* [REQUIRED TASK A]: Rewrite the passage on take-private deals, starting at "This situation hit" and ending at "number of companies.", and swap "private equity" out for "buyout".

* [SELECTED EXCERPT]:
___

I believe our stock today checks the right boxes across most of these questions.

Controller-led take-privates, or MBOs, are attractive because in the event that the initial bid is lowballed enough, there’s immediate upside in a potential revised bid or a third party stepping into the ring. And even if the proposal fails, you still own a stock at a price below what a sophisticated buyer with complete inside knowledge was just willing the buy the whole shop for, with a rerating catalyzed by the offer being put on the table in the first place. In other words, if you get into a take-private situation cheap enough, the margin of safety and risk/reward proposition can be highly favorable.

This situation hit my inbox via Google Alerts last week, and I immediately wrote the name down to get to work. My inbox has been busy this year, because this company isn’t the only publicly listed US company facing a take-private attempt. Other examples include, but certainly aren’t limited to, KNOT, Forian, and Golden Entertainment. There’s been a clear pickup in these situations lately, and several forces seem to be driving it. Deep pools of private equity dry powder are still sitting on the sidelines. The stock market has become increasingly bifurcated, with anything outside AI, quantum, or a megacap narrative getting left behind. And the growing burden and volatility of being public has made the private route more appealing for a number of companies.

___

Data extracted from a collection:
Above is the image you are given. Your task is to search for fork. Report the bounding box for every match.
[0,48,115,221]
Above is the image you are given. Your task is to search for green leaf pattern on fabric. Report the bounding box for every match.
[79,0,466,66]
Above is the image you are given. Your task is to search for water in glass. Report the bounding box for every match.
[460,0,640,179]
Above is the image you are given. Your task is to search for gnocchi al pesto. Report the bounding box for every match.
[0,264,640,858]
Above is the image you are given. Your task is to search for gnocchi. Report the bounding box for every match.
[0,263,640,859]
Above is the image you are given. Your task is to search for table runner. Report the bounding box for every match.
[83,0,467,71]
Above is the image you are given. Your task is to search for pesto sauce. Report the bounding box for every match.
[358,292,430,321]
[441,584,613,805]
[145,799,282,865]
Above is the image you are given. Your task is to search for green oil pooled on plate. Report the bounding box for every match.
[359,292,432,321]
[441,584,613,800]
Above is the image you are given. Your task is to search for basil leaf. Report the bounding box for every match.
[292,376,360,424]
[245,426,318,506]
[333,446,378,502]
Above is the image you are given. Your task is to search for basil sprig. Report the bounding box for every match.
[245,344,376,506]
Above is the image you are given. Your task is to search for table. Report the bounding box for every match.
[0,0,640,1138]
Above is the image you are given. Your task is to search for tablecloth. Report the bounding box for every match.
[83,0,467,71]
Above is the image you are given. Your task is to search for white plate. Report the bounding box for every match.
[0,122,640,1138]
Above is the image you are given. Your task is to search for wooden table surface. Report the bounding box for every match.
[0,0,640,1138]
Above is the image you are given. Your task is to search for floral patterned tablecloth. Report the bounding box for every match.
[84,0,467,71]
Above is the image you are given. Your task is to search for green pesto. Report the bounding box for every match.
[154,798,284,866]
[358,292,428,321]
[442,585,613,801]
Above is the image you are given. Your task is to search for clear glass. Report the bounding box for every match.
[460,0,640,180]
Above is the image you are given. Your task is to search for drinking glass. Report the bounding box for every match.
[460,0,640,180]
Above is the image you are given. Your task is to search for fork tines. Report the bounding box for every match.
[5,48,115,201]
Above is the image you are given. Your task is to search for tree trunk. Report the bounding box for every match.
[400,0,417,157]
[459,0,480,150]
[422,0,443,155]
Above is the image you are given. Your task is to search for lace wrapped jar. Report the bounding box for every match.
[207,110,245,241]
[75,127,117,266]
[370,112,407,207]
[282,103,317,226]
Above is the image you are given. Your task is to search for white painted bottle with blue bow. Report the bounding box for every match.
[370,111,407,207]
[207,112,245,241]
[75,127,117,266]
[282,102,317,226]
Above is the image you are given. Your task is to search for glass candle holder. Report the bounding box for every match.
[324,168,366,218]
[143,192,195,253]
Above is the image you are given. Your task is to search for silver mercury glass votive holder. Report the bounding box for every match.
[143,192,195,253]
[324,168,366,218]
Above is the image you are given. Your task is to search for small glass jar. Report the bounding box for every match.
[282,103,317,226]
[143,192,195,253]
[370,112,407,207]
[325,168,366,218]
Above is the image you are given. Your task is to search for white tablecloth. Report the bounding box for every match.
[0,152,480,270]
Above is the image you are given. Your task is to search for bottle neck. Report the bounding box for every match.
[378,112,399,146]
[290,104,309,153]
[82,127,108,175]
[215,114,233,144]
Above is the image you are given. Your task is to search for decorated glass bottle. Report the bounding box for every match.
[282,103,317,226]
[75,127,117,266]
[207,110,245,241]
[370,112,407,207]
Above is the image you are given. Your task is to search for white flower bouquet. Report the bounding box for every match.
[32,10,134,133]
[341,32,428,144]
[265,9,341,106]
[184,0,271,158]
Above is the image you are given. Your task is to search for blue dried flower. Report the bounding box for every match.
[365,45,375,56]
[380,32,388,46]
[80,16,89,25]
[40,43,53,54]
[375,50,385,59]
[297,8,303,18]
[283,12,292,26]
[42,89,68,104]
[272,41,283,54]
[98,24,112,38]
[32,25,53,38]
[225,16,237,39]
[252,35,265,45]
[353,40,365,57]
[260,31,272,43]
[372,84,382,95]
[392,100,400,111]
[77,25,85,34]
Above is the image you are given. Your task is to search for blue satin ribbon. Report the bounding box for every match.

___

* [REQUIRED TASK B]: How many lines of the records contain the string "leaf"? Reply with the number only.

* [FULL RESPONSE A]:
This situation hit my inbox via Google Alerts last week, and I immediately wrote the name down to get to work. My inbox has been busy this year, because this company isn’t the only publicly listed US company facing a take-private attempt. Other examples include, but certainly aren’t limited to, KNOT, Forian, and Golden Entertainment. There’s been a clear pickup in these situations lately, and several forces seem to be driving it. Deep pools of buyout dry powder are still sitting on the sidelines. The stock market has become increasingly bifurcated, with anything outside AI, quantum, or a megacap narrative getting left behind. And the growing burden and volatility of being public has made the private route more appealing for a number of companies.

* [FULL RESPONSE B]: 2